> [EXERCISE BRIEF]: Convert the records below into a JSON list of strings, one string per line, skipping blank lines and leaving the pictures out.

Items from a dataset
════

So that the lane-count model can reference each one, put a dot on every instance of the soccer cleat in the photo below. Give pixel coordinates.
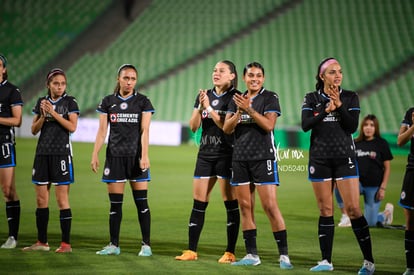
(345, 221)
(284, 262)
(227, 258)
(38, 246)
(64, 248)
(389, 213)
(323, 265)
(10, 243)
(145, 251)
(249, 259)
(409, 271)
(110, 249)
(188, 255)
(367, 268)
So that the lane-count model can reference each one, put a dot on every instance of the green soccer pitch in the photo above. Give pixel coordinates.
(170, 200)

════

> [TASK ANSWER]:
[
  "So that the lane-count model can reference each one, put a dot on every instance of the soccer cleat in the photo below. Give pixel coordinates.",
  "(345, 221)",
  "(284, 262)",
  "(227, 258)",
  "(38, 246)",
  "(64, 248)",
  "(389, 213)",
  "(323, 265)",
  "(10, 243)",
  "(145, 251)",
  "(249, 259)",
  "(409, 271)",
  "(110, 249)",
  "(188, 255)",
  "(367, 268)",
  "So that the lane-count model can reference each one, put a dot on every instance of the green soccer pitch in the photo above. Give pixel coordinates.",
  "(170, 200)"
]